L'intervento del Servizio si è mosso secondo due linee complementari:

il tentativo di ricerca da parte dell'utente stessa, soggetto della sua storia, delle radici della propria oppressione come origine dei suo star male: tentativo che non può mai prescindere dalle attuali potenzialità e possibilità concrete di vita della donna;

  • il tentativo di definire lo spazio di una operatività che sia sempre capace di esprimere una posizione tecnica «dalla parte della donna». Il che significa porre la donna come il centro del Servizio, e mantenere fermo, come punto di vista rispetto ad altri elementi relazionali della vita della donna (coppia, famiglia) la situazione di op- pressione della donna che sempre si dà, quali ne siano le rappresentazioni date dall'esterno.

Tutto ciò ha comportato la necessità di 

a.,analizzare la storia della donna come processo di strutturazione di un ruolo precodificato, le cui tappe sono comunque attraversate - nel duplice senso diacronico e sincronico - dalla polarità autonomia - dipendenza;

b. analizzare l'attuale star male come elemento sintomatico di una situazione di insostenibilità, sottolineando il modo e lo spessore di una divaricazione tra il proprio ruolo  - nelle sue varie articolazioni pratiche, vissuto come parte non integrata del sé, ma sempre avente una validità come immagine sociale interiorizzata (dover essere) - e propria condizione di sofferenza. (è tipica la frase: «Dovrei fare i servizi di casa, accudire i figli ecc., ma non ci riesco più, sto male »);

c. porsi, nei confronti di questo vissuto di scollamento che la donna presenta, in modo tale da non dar risposte generiche o ideologizzanti. Ciò che si è individuato come atteggiamento corretto del Servizio Donne  è l'assunzione di una  funzione  di stimolo o di ricerca di una possibilità di trasformazione degli aspetti di oppressione del ruolo  incidenti sulla condizione di malessere della donna.

Estratti di dati
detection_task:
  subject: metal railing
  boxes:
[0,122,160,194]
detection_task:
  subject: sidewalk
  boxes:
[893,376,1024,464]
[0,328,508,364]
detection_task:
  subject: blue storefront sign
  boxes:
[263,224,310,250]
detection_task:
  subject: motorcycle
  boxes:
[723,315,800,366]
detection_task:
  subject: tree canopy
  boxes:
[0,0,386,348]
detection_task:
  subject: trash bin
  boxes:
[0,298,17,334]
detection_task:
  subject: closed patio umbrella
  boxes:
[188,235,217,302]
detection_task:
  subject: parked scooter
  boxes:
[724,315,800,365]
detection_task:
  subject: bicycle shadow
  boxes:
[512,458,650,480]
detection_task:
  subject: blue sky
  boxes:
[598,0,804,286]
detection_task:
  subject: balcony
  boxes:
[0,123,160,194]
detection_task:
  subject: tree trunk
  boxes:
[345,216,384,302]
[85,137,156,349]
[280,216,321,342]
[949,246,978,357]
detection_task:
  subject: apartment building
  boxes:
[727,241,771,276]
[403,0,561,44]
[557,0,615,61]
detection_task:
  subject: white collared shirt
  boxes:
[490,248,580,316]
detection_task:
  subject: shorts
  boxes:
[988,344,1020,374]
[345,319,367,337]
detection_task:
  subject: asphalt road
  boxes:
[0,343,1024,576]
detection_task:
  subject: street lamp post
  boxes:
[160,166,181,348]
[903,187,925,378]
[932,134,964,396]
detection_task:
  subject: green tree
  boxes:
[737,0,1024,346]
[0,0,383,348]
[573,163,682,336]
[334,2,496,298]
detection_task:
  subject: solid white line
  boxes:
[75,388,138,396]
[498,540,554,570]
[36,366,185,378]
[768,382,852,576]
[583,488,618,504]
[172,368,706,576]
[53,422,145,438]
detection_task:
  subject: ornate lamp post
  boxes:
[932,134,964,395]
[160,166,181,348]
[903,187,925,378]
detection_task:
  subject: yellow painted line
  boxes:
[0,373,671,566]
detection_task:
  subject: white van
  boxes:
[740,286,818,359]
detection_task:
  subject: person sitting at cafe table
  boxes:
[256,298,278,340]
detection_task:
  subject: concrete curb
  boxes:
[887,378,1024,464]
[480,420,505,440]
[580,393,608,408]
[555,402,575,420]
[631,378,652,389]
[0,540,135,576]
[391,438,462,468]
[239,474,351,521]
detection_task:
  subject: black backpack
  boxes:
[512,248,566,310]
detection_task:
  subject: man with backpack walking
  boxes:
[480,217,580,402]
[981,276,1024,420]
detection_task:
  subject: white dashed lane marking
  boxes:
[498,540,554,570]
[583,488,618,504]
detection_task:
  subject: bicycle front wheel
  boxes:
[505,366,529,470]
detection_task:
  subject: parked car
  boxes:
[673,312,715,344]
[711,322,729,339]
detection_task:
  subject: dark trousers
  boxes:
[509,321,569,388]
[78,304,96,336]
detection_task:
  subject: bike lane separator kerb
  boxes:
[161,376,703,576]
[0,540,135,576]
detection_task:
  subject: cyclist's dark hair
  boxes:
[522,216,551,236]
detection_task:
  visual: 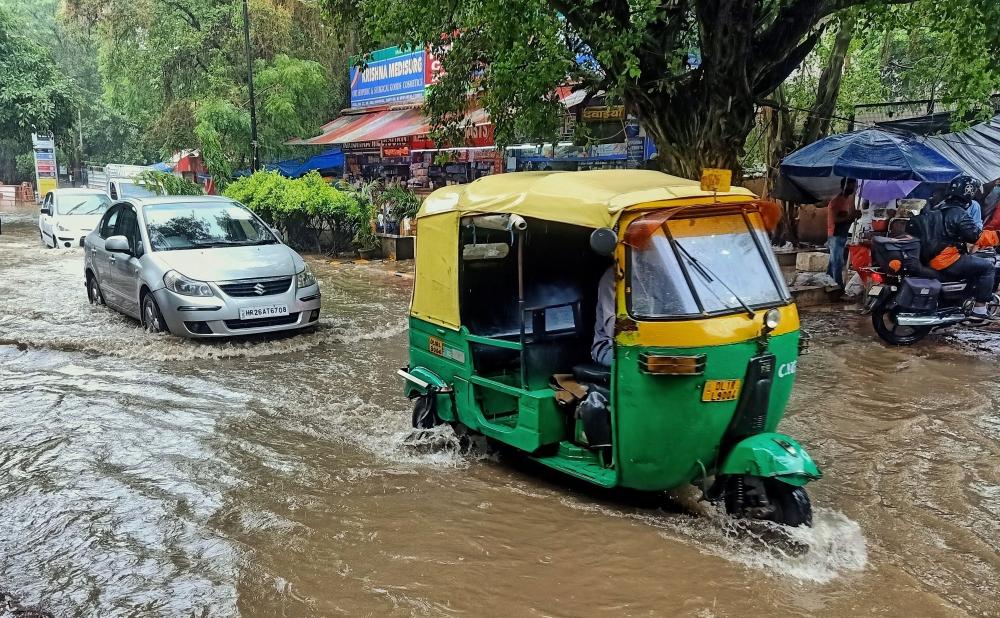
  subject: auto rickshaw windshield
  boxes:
[628,214,790,319]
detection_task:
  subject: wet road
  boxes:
[0,212,1000,617]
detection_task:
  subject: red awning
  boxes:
[289,108,490,146]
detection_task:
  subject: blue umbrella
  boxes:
[781,129,962,183]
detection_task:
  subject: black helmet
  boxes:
[947,174,983,204]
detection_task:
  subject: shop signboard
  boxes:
[410,124,496,150]
[382,144,410,158]
[580,105,625,122]
[625,117,646,170]
[340,136,410,152]
[351,47,427,107]
[590,142,625,157]
[31,133,59,197]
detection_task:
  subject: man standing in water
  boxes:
[826,178,858,287]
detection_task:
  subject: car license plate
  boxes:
[240,305,288,320]
[701,380,743,401]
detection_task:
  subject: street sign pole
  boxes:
[243,0,260,172]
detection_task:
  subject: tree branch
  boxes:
[161,0,201,30]
[751,28,823,96]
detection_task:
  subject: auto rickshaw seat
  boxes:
[573,362,611,386]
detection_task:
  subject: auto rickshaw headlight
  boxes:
[764,309,781,331]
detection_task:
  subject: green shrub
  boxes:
[224,171,373,251]
[133,170,205,195]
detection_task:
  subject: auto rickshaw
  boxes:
[399,170,820,526]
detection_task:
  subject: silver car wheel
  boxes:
[87,276,104,305]
[142,294,164,333]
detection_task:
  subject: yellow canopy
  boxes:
[410,170,755,330]
[417,170,755,228]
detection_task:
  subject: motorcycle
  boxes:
[867,236,1000,345]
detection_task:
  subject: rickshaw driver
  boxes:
[590,264,615,367]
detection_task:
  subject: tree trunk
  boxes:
[627,88,754,179]
[799,13,857,145]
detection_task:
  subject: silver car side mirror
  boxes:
[104,236,132,254]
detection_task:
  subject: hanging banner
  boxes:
[351,47,427,107]
[625,117,646,170]
[31,133,59,199]
[410,124,496,150]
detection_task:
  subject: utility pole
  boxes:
[74,107,84,182]
[243,0,260,172]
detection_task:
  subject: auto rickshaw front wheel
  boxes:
[724,475,812,527]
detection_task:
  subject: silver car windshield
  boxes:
[118,182,156,199]
[143,202,278,251]
[56,193,111,215]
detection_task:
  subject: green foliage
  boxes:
[194,98,250,179]
[223,171,374,251]
[135,170,205,195]
[0,9,75,140]
[61,0,350,178]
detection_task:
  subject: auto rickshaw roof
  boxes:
[417,170,755,228]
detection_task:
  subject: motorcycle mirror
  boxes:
[590,227,618,257]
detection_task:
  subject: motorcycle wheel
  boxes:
[872,303,931,345]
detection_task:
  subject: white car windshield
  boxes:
[143,202,278,251]
[118,182,156,199]
[56,193,111,216]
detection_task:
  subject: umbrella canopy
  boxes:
[858,180,920,204]
[781,129,961,183]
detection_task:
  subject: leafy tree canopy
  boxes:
[0,9,75,141]
[64,0,348,177]
[336,0,1000,177]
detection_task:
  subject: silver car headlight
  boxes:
[163,270,215,296]
[295,264,316,290]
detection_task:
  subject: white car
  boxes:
[38,189,111,248]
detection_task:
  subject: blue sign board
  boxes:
[351,48,426,107]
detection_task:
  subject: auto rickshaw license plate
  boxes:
[427,337,444,356]
[701,380,743,401]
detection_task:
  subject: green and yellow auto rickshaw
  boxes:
[399,170,820,525]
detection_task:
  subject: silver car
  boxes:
[84,196,320,337]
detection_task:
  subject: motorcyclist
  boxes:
[929,175,997,322]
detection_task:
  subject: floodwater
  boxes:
[0,205,1000,617]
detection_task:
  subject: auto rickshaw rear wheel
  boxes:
[413,393,441,429]
[725,475,812,527]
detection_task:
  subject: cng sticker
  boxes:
[427,337,444,356]
[778,361,799,378]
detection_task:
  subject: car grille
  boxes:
[219,277,292,298]
[224,312,299,330]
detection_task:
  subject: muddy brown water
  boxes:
[0,206,1000,617]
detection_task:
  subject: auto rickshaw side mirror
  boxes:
[590,227,618,257]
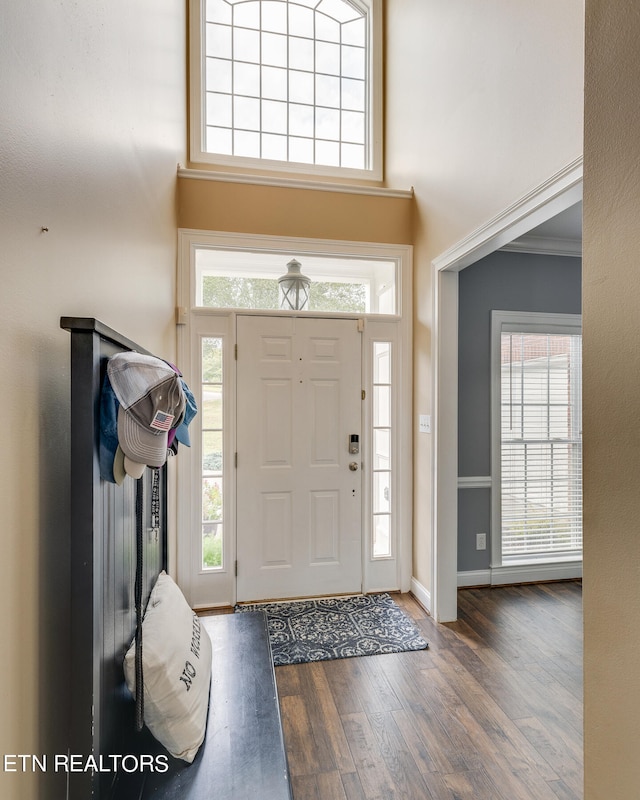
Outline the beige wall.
[386,0,583,590]
[0,0,185,800]
[583,0,640,800]
[178,178,413,244]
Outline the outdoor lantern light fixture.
[278,258,311,311]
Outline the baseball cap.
[107,352,185,477]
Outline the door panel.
[237,316,362,601]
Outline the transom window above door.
[191,0,381,179]
[194,247,398,315]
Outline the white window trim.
[490,311,582,585]
[189,0,383,181]
[176,229,413,608]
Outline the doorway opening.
[176,231,412,608]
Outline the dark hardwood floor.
[272,582,582,800]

Compito 1
Riscrivi tutto ciò che nel brano sull'intervento del Servizio va da "b. analizzare l'attuale" fino a "malessere della donna.", rinominando "sofferenza" in "disagio".
Compito 2
Elenca le necessità che, secondo il brano sull'intervento del Servizio, tutto ciò ha comportato.
Compito 3
Indica se ciascuna affermazione concorda con il brano sull'intervento del Servizio e cita le parole che lo decidono: (a) l'intervento del Servizio si è mosso secondo tre linee; (b) il Servizio deve dare risposte ideologizzanti al vissuto della donna; (c) la donna è posta come centro del Servizio.
Le righe di dati non servono per svolgere il lavoro.

Soluzione dell'esercizio 1
b. analizzare l'attuale star male come elemento sintomatico di una situazione di insostenibilità, sottolineando il modo e lo spessore di una divaricazione tra il proprio ruolo  - nelle sue varie articolazioni pratiche, vissuto come parte non integrata del sé, ma sempre avente una validità come immagine sociale interiorizzata (dover essere) - e propria condizione di disagio. (è tipica la frase: «Dovrei fare i servizi di casa, accudire i figli ecc., ma non ci riesco più, sto male »);

c. porsi, nei confronti di questo vissuto di scollamento che la donna presenta, in modo tale da non dar risposte generiche o ideologizzanti. Ciò che si è individuato come atteggiamento corretto del Servizio Donne  è l'assunzione di una  funzione  di stimolo o di ricerca di una possibilità di trasformazione degli aspetti di oppressione del ruolo  incidenti sulla condizione di malessere della donna.

Soluzione dell'esercizio 2
1. Analizzare la storia della donna come processo di strutturazione di un ruolo precodificato.
2. Analizzare l'attuale star male come elemento sintomatico di una situazione di insostenibilità.
3. Porsi, nei confronti del vissuto di scollamento che la donna presenta, in modo tale da non dar risposte generiche o ideologizzanti.

Soluzione dell'esercizio 3
(a) No: "L'intervento del Servizio si è mosso secondo due linee complementari".
(b) No: "in modo tale da non dar risposte generiche o ideologizzanti".
(c) Sì: "porre la donna come il centro del Servizio".